- [Written task]: Turn everything from the line containing "Expected: for every instance of the blurred" down to the end of the records below into a JSON list of strings, one string per line, leaving out blank lines.

....................

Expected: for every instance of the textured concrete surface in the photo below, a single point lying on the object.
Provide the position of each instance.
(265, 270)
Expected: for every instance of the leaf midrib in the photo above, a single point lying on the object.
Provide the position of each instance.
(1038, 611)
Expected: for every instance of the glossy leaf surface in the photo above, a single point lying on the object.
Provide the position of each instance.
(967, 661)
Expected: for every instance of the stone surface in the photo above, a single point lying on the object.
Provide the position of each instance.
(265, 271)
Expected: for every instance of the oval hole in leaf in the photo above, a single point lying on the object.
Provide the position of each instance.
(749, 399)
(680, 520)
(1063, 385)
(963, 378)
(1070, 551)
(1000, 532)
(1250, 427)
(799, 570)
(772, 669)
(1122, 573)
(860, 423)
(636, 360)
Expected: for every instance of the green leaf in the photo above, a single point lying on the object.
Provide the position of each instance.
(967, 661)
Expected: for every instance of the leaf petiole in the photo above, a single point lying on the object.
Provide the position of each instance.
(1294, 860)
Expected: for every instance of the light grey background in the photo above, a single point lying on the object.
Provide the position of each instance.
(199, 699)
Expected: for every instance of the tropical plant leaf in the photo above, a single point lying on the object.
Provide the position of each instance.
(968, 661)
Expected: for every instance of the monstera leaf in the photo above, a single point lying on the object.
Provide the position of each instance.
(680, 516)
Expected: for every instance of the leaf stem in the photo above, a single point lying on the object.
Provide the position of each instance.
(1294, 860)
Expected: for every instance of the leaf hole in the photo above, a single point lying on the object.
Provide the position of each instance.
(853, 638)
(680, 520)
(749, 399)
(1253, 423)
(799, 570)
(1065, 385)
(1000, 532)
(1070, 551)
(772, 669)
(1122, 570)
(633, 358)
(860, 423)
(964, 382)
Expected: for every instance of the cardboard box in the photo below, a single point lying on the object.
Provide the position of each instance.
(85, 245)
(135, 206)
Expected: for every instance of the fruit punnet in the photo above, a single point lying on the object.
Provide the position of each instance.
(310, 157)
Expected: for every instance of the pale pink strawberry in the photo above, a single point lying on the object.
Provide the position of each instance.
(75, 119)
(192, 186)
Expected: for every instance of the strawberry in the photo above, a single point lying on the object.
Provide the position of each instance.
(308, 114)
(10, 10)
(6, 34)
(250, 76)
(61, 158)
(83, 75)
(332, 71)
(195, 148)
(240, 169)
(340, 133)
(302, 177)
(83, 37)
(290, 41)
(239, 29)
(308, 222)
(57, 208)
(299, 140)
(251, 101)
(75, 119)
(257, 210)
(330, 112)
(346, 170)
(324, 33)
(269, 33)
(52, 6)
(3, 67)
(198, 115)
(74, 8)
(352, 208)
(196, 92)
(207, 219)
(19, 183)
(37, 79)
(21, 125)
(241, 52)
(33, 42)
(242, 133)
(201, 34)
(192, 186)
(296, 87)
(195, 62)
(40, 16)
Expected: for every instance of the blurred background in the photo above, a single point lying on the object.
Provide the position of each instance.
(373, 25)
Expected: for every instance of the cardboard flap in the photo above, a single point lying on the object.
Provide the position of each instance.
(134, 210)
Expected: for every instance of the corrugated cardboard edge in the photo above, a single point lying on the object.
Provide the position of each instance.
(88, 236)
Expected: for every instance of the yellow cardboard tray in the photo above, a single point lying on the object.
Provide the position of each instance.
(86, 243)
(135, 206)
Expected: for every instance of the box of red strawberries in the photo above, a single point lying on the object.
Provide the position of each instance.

....................

- [Answer to this problem]:
[
  "Expected: for every instance of the blurred background in the photo above, a single point lying on the object.",
  "Provide the position of each instance.",
  "(373, 25)",
  "Expected: for every instance of the cardboard flap in the photo above, a single point lying on the object.",
  "Provide the position of each instance.",
  "(134, 210)",
  "Expected: for every instance of the corrugated cardboard edge in the photo above, a single point lying on the object.",
  "Provide the position of each instance.",
  "(88, 236)",
  "Expected: for every instance of the yellow cardboard tray in the photo above, a single point lying on the object.",
  "Provide the position of each instance.",
  "(86, 243)",
  "(135, 206)",
  "Expected: for every instance of the box of red strawberries in the photo above, a single point lying on the object.",
  "Provide the position of each instance."
]